** Your objective **
Every entry needs to be written out again exactly.

Top of Provided data

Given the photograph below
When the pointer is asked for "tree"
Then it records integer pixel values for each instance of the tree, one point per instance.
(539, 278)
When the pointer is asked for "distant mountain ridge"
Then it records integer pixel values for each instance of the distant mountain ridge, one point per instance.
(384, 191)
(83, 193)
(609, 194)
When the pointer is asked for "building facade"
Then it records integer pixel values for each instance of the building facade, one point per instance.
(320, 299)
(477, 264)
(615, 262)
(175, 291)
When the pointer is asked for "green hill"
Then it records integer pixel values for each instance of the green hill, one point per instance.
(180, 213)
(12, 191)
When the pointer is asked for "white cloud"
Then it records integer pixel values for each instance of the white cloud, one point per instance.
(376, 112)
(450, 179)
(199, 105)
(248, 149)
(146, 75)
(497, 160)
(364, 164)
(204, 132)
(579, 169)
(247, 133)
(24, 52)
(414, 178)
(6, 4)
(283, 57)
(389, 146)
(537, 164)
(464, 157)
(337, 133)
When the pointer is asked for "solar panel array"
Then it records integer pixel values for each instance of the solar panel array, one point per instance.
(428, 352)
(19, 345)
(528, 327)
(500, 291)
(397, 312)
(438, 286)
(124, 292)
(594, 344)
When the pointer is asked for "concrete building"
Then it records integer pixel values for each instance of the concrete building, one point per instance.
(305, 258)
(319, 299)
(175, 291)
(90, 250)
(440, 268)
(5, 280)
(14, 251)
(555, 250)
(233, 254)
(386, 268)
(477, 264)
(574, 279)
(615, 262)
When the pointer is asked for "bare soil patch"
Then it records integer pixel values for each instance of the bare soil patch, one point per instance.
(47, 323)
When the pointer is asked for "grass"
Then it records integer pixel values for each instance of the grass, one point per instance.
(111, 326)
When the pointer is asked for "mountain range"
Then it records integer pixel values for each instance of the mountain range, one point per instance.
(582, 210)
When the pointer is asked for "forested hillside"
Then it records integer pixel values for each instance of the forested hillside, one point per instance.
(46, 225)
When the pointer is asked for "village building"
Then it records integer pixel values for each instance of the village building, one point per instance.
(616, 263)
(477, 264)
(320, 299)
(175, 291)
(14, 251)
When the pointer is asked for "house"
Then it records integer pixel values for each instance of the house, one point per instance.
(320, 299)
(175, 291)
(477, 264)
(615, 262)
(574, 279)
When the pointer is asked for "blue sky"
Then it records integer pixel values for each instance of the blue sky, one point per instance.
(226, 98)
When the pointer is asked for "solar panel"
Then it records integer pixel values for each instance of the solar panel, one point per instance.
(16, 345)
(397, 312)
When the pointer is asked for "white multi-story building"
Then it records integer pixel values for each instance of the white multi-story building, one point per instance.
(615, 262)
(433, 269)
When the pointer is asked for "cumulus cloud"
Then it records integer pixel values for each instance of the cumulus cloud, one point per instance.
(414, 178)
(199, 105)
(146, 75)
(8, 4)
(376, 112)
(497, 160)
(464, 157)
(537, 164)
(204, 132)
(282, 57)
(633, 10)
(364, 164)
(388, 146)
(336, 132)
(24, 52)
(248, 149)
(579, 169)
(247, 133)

Bottom of Provided data

** Expected output **
Given the photograph below
When the pointer is asked for "tree"
Then it records integer pixel values for each instance of the tree, one point per instance.
(539, 278)
When the pointer is asked for "distant mountain ridge"
Then it records integer pixel values for each instance of the distant mountain ridge, one point per instance.
(384, 191)
(83, 193)
(609, 194)
When the pointer is asked for "building facade"
Then it records integer pixel values for each instance of the building facade, one point per instance.
(320, 299)
(477, 264)
(615, 262)
(175, 291)
When the pointer is asked for "green hill"
Then it records integer pixel values for each instance of the green hill, one point per instance.
(180, 213)
(12, 191)
When the pointer is asked for "white cloud"
Then it records integer pixel values for each instance of the white cloud, one point per instance.
(376, 112)
(450, 179)
(199, 105)
(248, 149)
(146, 75)
(497, 160)
(364, 164)
(204, 132)
(579, 169)
(247, 133)
(24, 52)
(414, 178)
(6, 4)
(283, 57)
(389, 146)
(537, 164)
(464, 157)
(337, 133)
When the pointer is asked for "solar panel array"
Then it records integer pixel values for each instance of the solar panel array, one point per instance.
(428, 352)
(19, 345)
(528, 327)
(500, 291)
(397, 312)
(438, 286)
(124, 292)
(594, 344)
When the pointer is asked for "concrete building"
Then it records integer pixel values for each instance of the concrete building, one point per instance.
(305, 258)
(319, 299)
(175, 291)
(90, 250)
(440, 268)
(5, 280)
(14, 251)
(555, 250)
(233, 254)
(386, 268)
(477, 264)
(574, 279)
(615, 262)
When the pointer is asked for "bare soil patch"
Then it records integer pixel values for each instance of the bare soil patch, one point per instance.
(47, 323)
When the pointer is asked for "grass"
Then it records integer pixel values for each instance of the grass, one point per instance.
(111, 326)
When the pointer is asked for "mountain range"
Then it records integer pixel values for each instance of the mountain range, one point per instance.
(582, 210)
When the pointer is asked for "forested hillside"
Then it records integer pixel values for each instance of the forested hillside, one point per instance.
(46, 225)
When the pointer is asked for "village building"
Then it records integer pixel values for each instance of the village building, one point per instance.
(616, 263)
(477, 264)
(320, 299)
(175, 291)
(14, 251)
When the pointer is asked for "house"
Then it records integer pixel values for each instance of the house, one point per instance.
(320, 299)
(175, 291)
(477, 264)
(615, 262)
(574, 279)
When the pointer is asked for "blue sky"
Then it records integer pixel values for each instance of the blue sky, one point per instance.
(226, 98)
When the pointer is asked for "solar panel"
Then it records integer pixel values for each instance of the solar panel, one point per instance.
(16, 345)
(397, 312)
When the pointer is asked for "white multi-story building"
Then it records integer pixel values for each instance of the white multi-story building, one point per instance.
(615, 262)
(433, 269)
When the pointer is asked for "cumulus cloud"
Then it records integer pixel values for each instance of the cumulus cloud, one point per instance.
(414, 178)
(199, 105)
(146, 75)
(8, 4)
(376, 112)
(497, 160)
(464, 157)
(537, 164)
(204, 132)
(282, 57)
(633, 10)
(364, 164)
(388, 146)
(336, 132)
(24, 52)
(248, 149)
(579, 169)
(247, 133)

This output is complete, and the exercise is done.